(Image data on named regions)
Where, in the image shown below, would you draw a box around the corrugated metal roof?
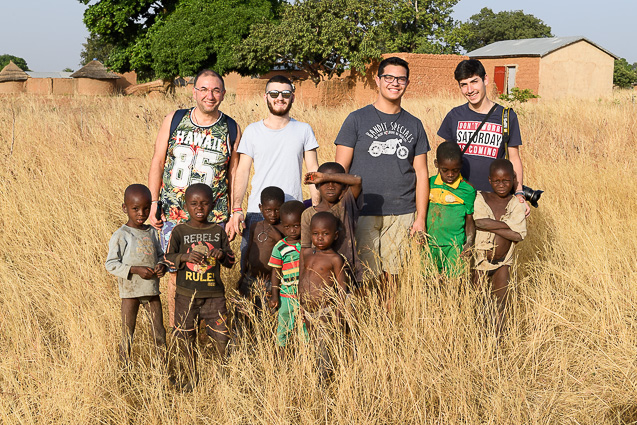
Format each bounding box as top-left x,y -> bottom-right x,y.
467,36 -> 619,59
27,71 -> 72,78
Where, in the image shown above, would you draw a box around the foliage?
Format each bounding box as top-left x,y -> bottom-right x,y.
613,58 -> 637,89
150,0 -> 273,78
80,34 -> 115,66
239,0 -> 458,83
462,7 -> 553,52
500,87 -> 540,103
0,55 -> 31,71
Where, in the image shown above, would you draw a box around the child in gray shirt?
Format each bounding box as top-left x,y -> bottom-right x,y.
106,184 -> 166,364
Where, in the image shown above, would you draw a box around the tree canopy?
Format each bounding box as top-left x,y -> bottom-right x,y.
0,55 -> 31,71
239,0 -> 459,83
462,7 -> 553,52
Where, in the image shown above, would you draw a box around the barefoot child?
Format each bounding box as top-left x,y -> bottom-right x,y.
473,159 -> 526,334
268,201 -> 305,347
164,183 -> 234,389
301,162 -> 363,287
427,142 -> 476,276
106,184 -> 166,363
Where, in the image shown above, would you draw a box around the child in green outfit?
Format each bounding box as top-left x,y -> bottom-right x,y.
268,201 -> 307,347
427,142 -> 476,276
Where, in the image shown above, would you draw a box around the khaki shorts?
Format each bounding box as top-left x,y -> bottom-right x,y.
356,212 -> 416,278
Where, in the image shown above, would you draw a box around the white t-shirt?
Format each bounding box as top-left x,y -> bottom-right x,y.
237,118 -> 318,213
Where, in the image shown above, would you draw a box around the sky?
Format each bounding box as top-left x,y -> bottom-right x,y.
0,0 -> 637,72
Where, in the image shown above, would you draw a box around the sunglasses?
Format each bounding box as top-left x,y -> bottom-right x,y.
265,90 -> 292,99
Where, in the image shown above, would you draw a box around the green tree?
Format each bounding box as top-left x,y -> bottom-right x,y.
239,0 -> 458,84
78,0 -> 280,80
462,7 -> 553,52
80,34 -> 115,66
0,55 -> 31,71
613,58 -> 637,89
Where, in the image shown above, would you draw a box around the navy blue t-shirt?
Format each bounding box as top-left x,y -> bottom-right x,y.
438,103 -> 522,192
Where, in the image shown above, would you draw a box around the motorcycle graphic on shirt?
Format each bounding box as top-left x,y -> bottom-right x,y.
368,139 -> 409,159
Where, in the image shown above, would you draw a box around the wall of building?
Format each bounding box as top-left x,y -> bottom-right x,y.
539,40 -> 615,99
476,57 -> 540,98
0,81 -> 26,94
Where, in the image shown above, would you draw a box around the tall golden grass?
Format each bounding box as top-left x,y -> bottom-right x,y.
0,88 -> 637,424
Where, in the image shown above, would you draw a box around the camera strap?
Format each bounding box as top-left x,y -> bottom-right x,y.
462,103 -> 498,155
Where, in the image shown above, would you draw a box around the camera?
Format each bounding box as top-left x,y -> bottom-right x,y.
522,186 -> 544,208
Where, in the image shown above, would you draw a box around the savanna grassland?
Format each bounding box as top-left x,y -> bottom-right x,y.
0,88 -> 637,424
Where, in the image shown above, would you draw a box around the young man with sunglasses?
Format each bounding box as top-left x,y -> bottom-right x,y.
228,75 -> 318,271
334,57 -> 429,308
148,69 -> 241,327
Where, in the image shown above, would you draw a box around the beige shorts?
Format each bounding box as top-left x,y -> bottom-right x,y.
356,212 -> 416,279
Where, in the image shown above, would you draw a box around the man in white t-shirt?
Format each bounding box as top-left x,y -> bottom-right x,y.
227,75 -> 318,271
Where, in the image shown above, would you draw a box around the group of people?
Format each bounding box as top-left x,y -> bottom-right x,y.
106,57 -> 529,388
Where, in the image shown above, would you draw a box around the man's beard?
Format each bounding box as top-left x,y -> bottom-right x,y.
267,99 -> 292,117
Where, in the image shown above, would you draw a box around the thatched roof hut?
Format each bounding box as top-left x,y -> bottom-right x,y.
0,61 -> 29,82
71,60 -> 119,80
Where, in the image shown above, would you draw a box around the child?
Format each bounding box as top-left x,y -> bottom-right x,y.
106,184 -> 166,364
164,183 -> 234,389
301,162 -> 363,287
268,201 -> 307,347
427,142 -> 476,276
235,186 -> 285,337
474,159 -> 526,335
299,211 -> 347,379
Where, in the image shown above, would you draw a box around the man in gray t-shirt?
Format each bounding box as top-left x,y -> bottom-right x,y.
334,57 -> 429,299
228,75 -> 318,271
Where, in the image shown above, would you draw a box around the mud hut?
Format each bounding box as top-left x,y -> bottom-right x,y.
71,60 -> 120,95
0,61 -> 29,93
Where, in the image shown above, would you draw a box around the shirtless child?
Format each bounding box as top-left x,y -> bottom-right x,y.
473,159 -> 526,335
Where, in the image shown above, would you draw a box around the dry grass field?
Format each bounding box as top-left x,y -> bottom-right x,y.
0,88 -> 637,424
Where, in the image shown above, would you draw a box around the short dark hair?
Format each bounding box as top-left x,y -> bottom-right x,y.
316,162 -> 345,173
279,200 -> 305,219
489,158 -> 515,176
453,59 -> 487,82
265,75 -> 294,91
184,183 -> 214,201
378,56 -> 409,79
436,142 -> 462,165
261,186 -> 285,204
193,69 -> 226,90
310,211 -> 338,231
124,183 -> 152,203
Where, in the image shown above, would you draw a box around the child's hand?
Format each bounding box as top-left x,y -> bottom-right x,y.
303,171 -> 325,184
208,248 -> 226,261
155,263 -> 166,277
182,251 -> 206,264
130,266 -> 155,279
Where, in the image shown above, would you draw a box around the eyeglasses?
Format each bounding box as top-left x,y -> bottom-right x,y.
378,74 -> 407,85
195,87 -> 223,96
265,90 -> 292,99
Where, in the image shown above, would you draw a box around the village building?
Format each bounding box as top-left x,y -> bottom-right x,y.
467,36 -> 618,99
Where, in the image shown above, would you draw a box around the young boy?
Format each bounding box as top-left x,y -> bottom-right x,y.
106,184 -> 166,364
301,162 -> 363,287
474,159 -> 526,335
299,211 -> 347,379
268,201 -> 307,347
164,183 -> 234,388
427,142 -> 476,276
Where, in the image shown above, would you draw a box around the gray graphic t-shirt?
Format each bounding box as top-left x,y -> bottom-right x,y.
334,105 -> 429,215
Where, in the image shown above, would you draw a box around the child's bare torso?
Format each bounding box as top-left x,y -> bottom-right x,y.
248,221 -> 282,280
299,248 -> 342,312
482,192 -> 513,264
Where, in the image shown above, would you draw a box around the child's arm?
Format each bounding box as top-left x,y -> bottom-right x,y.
475,218 -> 522,242
303,172 -> 363,199
268,267 -> 281,310
462,214 -> 476,253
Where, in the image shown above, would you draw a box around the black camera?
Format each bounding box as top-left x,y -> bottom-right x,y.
522,186 -> 544,208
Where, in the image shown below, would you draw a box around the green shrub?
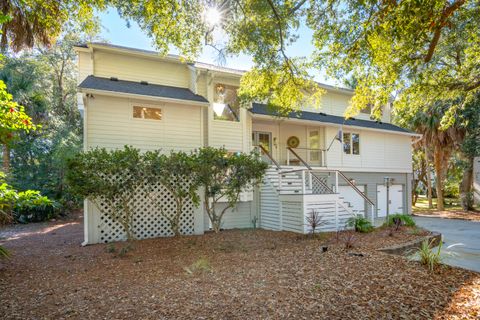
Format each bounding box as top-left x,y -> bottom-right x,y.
347,216 -> 373,233
13,190 -> 56,223
385,213 -> 415,227
418,239 -> 442,271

== Set problem ==
Pick out every line in the data above that contains the string "roof". Treat case as significant.

== Exercise answer ==
Where, in the image shown below, would you draw a box around the corrugated metal roof?
Where, in the image shown above, would you draw a box around the thatched roof hut?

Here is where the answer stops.